(Rows from a dataset)
"""

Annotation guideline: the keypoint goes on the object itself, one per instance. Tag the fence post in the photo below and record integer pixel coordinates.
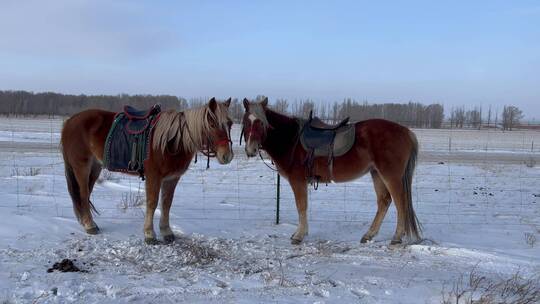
(277, 198)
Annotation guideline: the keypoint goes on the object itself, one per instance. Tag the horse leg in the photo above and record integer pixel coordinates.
(300, 195)
(395, 187)
(167, 194)
(82, 173)
(153, 184)
(383, 201)
(94, 174)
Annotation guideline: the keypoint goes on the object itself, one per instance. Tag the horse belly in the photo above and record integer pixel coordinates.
(344, 168)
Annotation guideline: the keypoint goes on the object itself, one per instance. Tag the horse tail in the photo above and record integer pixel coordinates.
(412, 225)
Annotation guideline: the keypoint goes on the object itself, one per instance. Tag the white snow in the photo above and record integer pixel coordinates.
(474, 215)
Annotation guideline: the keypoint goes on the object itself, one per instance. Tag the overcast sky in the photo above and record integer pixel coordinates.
(456, 53)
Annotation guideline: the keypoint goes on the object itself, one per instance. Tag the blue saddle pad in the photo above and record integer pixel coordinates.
(127, 144)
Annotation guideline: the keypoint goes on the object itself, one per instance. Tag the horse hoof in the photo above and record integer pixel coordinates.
(151, 241)
(93, 230)
(395, 242)
(168, 239)
(295, 241)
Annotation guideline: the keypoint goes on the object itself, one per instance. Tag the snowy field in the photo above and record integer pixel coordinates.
(477, 194)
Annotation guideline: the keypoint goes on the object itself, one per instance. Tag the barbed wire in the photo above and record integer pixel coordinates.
(445, 200)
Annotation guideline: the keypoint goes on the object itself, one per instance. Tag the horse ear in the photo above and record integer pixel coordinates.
(212, 104)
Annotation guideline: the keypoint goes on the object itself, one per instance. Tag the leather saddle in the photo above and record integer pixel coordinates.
(139, 120)
(320, 139)
(127, 144)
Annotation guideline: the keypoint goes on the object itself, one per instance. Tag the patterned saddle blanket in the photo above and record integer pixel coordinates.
(322, 140)
(127, 144)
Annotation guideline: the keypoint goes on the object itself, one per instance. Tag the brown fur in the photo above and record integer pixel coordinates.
(386, 149)
(83, 139)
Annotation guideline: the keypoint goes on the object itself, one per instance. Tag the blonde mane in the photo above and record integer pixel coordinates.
(187, 131)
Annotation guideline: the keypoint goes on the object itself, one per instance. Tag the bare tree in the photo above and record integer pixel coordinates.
(511, 116)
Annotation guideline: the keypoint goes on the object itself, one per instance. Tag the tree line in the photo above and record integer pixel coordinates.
(412, 114)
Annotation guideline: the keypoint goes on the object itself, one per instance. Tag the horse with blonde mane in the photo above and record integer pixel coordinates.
(175, 139)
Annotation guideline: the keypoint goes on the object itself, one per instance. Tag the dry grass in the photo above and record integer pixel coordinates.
(530, 239)
(29, 171)
(477, 289)
(131, 200)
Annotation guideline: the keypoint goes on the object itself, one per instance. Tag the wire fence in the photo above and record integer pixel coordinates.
(464, 177)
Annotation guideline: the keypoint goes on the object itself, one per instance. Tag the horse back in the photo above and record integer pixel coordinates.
(85, 132)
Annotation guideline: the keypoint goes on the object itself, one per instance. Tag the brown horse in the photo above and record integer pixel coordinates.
(176, 138)
(385, 149)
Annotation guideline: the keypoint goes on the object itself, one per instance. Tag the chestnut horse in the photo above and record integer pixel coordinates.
(176, 138)
(385, 149)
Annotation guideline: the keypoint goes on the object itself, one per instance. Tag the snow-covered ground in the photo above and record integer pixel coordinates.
(478, 212)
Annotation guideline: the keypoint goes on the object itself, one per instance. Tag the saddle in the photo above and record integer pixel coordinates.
(320, 139)
(127, 144)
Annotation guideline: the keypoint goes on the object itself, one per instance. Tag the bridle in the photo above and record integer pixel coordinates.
(249, 130)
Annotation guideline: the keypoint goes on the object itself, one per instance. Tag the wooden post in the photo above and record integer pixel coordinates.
(277, 198)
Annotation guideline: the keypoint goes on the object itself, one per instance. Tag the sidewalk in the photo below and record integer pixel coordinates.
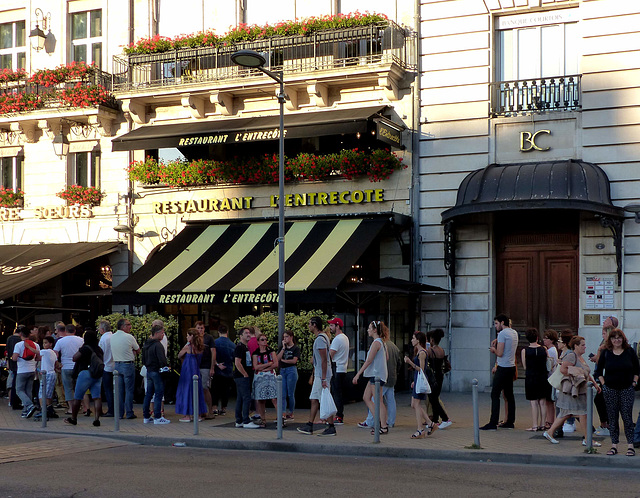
(503, 446)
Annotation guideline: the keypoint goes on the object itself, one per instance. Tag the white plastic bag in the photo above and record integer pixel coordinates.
(422, 384)
(327, 406)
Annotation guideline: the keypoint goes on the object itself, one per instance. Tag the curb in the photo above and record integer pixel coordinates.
(369, 450)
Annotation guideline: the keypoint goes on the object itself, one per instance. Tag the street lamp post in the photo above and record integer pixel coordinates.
(251, 59)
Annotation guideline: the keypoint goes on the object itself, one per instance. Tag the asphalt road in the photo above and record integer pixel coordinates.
(135, 470)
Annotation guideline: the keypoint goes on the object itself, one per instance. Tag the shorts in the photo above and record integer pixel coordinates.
(205, 373)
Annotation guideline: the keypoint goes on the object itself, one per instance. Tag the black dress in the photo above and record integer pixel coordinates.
(536, 385)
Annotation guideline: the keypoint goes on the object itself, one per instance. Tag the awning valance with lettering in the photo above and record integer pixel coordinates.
(24, 266)
(238, 262)
(252, 129)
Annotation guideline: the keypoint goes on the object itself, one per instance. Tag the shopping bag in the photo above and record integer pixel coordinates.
(327, 406)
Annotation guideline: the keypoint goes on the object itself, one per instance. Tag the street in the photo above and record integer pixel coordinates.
(134, 470)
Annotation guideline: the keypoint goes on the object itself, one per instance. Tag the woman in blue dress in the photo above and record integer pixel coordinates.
(191, 356)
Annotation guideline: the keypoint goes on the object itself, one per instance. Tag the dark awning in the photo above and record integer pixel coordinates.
(23, 266)
(240, 130)
(569, 184)
(238, 263)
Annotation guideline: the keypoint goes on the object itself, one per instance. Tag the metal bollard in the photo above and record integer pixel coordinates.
(196, 405)
(476, 413)
(43, 401)
(376, 411)
(280, 401)
(589, 428)
(116, 401)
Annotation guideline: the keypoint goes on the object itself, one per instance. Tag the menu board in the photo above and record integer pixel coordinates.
(599, 293)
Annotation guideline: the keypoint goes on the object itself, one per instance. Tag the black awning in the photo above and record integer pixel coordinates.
(241, 130)
(569, 184)
(23, 266)
(238, 262)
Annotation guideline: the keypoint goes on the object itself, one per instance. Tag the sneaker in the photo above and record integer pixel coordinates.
(489, 427)
(306, 428)
(329, 431)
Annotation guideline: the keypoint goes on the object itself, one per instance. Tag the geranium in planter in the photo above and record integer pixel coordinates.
(77, 194)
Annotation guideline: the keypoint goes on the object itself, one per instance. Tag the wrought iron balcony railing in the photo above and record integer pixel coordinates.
(379, 44)
(558, 93)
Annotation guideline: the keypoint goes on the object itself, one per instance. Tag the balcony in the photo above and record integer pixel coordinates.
(558, 93)
(375, 46)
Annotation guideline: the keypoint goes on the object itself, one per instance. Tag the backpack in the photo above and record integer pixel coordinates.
(29, 350)
(96, 366)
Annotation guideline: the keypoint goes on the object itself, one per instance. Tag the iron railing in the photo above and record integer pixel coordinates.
(558, 93)
(382, 43)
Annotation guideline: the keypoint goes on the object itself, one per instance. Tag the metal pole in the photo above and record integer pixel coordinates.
(476, 413)
(116, 401)
(376, 411)
(279, 410)
(196, 405)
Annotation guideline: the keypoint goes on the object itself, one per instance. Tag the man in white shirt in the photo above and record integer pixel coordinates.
(339, 352)
(124, 349)
(504, 347)
(104, 329)
(67, 346)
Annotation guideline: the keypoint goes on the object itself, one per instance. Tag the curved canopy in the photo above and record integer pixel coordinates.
(567, 184)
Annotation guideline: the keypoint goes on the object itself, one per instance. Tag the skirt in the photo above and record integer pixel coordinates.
(264, 386)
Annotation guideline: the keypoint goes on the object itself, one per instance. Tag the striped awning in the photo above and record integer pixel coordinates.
(238, 262)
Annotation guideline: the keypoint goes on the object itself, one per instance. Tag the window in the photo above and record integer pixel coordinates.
(13, 53)
(86, 37)
(11, 170)
(84, 169)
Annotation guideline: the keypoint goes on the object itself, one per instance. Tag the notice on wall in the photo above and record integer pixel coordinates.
(599, 292)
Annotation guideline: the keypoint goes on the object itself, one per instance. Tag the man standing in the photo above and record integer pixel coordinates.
(154, 358)
(339, 353)
(124, 349)
(504, 347)
(207, 366)
(321, 377)
(243, 375)
(104, 329)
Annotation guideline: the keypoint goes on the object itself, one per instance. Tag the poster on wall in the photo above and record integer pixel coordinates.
(599, 293)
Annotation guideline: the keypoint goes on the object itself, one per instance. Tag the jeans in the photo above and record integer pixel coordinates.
(24, 386)
(126, 382)
(107, 383)
(389, 399)
(289, 381)
(243, 400)
(155, 388)
(503, 381)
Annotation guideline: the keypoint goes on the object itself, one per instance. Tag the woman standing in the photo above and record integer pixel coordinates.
(191, 356)
(264, 379)
(288, 358)
(375, 367)
(534, 360)
(618, 370)
(572, 398)
(419, 343)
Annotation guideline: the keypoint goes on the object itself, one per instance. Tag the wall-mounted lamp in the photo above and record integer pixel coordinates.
(635, 209)
(37, 36)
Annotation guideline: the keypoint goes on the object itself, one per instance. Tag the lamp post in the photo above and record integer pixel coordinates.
(254, 60)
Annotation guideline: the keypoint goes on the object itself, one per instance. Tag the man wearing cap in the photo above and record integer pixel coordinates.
(339, 352)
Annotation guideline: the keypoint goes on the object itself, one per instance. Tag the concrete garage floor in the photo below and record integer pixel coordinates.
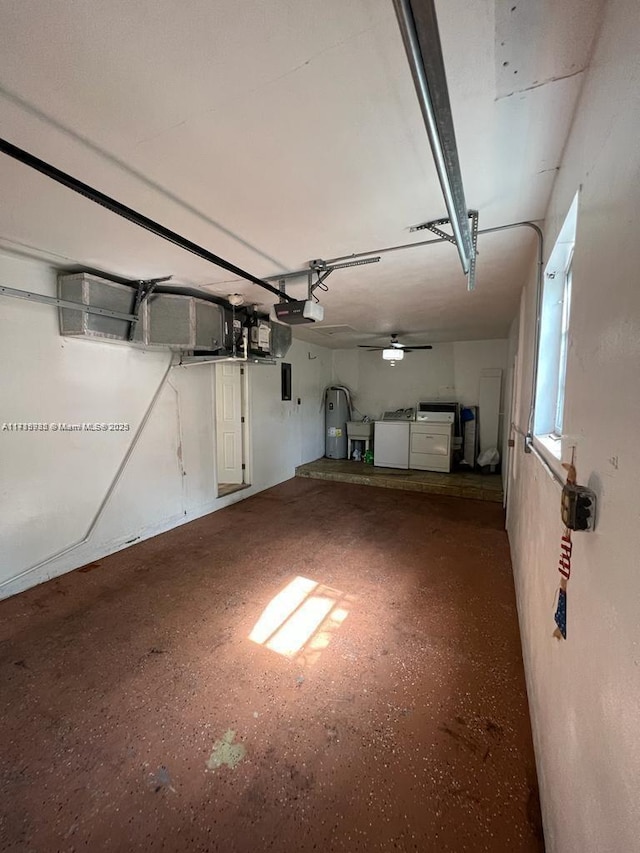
(464, 484)
(324, 666)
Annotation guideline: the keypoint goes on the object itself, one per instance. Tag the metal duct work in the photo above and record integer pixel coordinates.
(181, 322)
(128, 213)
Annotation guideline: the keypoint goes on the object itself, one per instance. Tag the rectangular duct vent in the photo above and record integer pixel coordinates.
(182, 323)
(97, 293)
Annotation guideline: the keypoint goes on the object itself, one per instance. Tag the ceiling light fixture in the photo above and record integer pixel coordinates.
(392, 354)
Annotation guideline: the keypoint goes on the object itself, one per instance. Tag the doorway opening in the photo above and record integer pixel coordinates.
(231, 403)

"""

Exercise prompt: Please output exactly the lines from the line containing "Tag the lamp" through the last line of the records above, both included, and leave out any pictures.

Correct answer:
Annotation guideline: the keypoint goes on the object itself, one per instance. Tag the lamp post in the photo above and record integer pixel coordinates.
(254, 60)
Annotation guideline: the keypoint goes on the object itself, one per instance. Tag the man wearing cap in the photo above and record integer pixel coordinates.
(339, 352)
Annotation guideline: the keypoint goes on the object itself, one per instance. Tag the concrete garage floor in the photo below and record integer pixel coordinates.
(464, 484)
(324, 666)
Annotation guideline: the keypoint goes on the object itself, one per instance. Tag the metal duct work in the photo above and record integer pixel coordinates.
(181, 322)
(128, 213)
Annotation guideline: the keypoint goes on the object itself, one per instance. Tag the rectangular duct vent in the photo above and record integer pixel coordinates.
(182, 323)
(97, 293)
Annotation guideline: the keypoint goes on the object itself, one per instance. Tag the ceiling light fixture in the photo above and record integer pixel coordinates.
(392, 354)
Annotation guideline: the keypoint goes on the object itself, one per instance. Tag the doorway opening in the photo above and record integer pixel coordinates.
(231, 403)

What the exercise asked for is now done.